• **TASK TO CARRY OUT**: Among the lines of the data, copy those that hold "dense".

○ ○ ○ ○

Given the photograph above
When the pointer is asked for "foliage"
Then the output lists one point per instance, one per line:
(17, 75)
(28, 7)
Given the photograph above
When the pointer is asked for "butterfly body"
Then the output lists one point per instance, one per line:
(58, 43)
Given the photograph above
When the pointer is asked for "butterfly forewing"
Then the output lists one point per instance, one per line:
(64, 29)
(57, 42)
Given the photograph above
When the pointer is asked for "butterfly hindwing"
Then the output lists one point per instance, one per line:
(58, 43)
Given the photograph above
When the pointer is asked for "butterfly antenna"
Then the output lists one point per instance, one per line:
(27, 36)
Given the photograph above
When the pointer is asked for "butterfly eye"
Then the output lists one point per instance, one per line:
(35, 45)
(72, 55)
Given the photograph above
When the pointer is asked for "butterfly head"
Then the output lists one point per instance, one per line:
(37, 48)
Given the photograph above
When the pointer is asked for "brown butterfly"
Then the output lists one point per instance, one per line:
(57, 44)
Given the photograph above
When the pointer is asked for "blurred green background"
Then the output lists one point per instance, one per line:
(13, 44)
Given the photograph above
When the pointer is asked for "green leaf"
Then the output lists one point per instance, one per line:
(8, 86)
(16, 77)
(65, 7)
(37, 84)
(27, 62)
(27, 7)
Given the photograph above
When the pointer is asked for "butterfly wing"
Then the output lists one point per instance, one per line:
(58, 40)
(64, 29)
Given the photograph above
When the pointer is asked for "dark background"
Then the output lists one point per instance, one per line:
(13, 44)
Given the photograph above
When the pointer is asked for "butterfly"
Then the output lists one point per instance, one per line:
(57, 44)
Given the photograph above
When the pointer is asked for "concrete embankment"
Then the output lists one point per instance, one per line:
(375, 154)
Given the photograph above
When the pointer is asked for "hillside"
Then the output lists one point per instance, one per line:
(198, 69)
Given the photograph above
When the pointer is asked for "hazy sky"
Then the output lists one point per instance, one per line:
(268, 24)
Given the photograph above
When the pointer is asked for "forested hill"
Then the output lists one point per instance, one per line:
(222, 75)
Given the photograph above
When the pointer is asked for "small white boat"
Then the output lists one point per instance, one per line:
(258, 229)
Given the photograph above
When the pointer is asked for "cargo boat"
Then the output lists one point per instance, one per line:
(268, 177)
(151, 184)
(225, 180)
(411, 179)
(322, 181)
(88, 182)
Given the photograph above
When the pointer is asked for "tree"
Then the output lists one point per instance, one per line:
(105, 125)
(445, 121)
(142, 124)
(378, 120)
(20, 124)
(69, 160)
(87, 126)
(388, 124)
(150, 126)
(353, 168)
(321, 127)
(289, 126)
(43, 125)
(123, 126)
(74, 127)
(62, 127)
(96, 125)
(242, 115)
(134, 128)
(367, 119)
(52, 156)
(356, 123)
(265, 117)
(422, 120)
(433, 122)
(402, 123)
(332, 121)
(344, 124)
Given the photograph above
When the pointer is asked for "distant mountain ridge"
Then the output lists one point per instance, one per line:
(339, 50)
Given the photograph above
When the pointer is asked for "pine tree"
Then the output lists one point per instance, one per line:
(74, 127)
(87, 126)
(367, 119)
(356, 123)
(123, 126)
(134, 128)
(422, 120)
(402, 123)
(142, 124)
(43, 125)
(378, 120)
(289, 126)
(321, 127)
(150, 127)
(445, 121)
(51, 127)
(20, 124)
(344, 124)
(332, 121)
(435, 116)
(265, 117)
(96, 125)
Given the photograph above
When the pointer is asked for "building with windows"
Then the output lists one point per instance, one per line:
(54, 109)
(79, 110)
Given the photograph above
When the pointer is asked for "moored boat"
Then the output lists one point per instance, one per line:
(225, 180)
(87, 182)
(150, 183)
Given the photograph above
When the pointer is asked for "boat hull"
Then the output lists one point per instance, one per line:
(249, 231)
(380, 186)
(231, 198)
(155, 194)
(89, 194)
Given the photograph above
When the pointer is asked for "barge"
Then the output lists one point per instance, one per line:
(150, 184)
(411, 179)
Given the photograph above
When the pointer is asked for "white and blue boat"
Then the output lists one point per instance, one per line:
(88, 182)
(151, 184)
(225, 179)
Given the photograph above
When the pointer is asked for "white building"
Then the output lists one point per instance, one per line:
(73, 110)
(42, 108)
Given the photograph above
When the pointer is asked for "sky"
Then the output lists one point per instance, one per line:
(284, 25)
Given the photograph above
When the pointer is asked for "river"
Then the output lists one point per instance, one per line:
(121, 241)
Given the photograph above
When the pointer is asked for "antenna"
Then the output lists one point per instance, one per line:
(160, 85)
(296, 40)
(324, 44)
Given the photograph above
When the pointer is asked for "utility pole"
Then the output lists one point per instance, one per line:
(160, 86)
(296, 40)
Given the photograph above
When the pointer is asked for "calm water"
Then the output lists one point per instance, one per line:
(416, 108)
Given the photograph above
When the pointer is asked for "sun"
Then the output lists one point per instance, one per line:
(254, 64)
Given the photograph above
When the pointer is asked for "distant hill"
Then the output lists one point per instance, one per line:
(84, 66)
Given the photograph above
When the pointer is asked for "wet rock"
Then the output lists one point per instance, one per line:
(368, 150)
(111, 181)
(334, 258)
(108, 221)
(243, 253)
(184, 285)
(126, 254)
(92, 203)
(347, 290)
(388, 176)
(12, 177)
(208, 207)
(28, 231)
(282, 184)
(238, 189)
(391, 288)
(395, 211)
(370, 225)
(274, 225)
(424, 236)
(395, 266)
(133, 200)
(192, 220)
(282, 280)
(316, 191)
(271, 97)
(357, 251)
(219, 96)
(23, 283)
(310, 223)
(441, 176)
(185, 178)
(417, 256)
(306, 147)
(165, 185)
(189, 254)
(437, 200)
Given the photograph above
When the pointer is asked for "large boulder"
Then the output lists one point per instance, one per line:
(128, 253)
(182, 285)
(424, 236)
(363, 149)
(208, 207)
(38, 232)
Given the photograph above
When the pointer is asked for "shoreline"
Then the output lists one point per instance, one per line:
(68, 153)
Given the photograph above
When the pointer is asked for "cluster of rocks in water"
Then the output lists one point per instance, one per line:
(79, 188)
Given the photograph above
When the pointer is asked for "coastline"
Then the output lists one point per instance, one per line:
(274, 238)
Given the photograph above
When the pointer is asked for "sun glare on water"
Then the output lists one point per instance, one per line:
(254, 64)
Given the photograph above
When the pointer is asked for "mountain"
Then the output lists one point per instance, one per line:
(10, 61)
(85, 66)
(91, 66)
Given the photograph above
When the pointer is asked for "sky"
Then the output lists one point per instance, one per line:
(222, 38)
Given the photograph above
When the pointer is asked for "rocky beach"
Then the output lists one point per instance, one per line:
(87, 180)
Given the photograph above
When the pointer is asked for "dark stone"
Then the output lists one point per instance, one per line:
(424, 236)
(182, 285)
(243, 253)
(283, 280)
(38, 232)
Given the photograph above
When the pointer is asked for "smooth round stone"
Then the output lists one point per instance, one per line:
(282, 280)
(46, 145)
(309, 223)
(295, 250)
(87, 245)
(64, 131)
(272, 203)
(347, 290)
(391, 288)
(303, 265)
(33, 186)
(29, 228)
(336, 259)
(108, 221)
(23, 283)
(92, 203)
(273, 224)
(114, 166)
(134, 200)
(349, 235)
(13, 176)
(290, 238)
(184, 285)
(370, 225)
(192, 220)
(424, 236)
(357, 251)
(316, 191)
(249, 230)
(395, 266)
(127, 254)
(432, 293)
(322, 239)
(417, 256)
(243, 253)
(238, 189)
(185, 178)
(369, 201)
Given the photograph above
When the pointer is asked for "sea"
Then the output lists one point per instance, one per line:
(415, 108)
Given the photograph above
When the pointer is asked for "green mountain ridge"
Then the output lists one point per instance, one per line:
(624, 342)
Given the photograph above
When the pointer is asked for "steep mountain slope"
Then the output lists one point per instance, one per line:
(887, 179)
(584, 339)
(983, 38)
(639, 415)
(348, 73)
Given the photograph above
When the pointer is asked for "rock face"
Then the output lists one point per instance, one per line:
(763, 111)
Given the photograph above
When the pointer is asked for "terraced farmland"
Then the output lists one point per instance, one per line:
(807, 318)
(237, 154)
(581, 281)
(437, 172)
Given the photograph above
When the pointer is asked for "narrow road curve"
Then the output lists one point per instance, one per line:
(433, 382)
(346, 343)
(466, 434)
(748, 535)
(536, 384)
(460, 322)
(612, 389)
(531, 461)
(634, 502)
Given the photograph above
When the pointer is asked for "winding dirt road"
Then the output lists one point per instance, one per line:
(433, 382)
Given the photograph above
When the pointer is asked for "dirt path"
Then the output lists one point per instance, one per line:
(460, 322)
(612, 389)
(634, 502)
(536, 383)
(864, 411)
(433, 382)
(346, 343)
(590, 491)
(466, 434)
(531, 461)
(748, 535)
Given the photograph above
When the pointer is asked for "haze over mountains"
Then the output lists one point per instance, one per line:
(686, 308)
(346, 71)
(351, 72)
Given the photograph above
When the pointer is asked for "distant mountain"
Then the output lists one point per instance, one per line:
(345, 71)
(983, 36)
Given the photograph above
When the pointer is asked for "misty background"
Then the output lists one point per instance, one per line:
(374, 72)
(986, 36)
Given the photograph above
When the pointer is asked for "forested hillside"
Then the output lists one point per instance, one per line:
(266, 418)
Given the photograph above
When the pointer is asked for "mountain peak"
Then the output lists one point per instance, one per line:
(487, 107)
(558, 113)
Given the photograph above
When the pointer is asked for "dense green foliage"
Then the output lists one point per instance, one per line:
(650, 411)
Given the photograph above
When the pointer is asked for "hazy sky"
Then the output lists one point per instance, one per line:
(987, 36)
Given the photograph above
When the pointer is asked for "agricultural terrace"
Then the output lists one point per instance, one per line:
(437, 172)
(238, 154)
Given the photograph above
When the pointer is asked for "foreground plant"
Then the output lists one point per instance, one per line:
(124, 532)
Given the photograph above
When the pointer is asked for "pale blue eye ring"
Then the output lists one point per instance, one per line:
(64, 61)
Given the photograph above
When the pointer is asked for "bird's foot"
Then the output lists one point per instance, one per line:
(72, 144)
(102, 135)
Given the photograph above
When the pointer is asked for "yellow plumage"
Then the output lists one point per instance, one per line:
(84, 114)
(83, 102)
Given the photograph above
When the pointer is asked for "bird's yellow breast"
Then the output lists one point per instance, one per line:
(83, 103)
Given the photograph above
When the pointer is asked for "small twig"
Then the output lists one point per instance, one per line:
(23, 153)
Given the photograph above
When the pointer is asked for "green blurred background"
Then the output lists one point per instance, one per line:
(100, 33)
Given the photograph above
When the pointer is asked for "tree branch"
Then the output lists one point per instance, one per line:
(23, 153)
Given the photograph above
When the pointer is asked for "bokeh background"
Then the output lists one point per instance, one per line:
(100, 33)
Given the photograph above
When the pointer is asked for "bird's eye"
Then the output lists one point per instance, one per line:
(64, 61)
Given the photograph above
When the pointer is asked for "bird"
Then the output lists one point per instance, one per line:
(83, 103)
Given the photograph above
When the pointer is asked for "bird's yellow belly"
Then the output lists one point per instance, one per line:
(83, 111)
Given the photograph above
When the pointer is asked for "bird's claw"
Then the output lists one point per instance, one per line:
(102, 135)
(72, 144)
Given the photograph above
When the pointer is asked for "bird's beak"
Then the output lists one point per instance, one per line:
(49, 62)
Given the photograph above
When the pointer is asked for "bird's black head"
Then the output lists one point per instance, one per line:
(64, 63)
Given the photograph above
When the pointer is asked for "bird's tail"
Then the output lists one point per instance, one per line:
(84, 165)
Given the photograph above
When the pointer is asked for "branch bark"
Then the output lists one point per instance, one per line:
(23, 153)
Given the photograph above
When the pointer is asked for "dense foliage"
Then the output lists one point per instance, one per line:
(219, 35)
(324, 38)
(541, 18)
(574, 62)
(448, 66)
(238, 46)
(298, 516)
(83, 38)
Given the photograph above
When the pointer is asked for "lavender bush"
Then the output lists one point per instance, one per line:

○ ○ ○ ○

• **SOLUTION BELOW**:
When the pointer is asked for "dense green foliage"
When the pointer is asked for "dense foliage"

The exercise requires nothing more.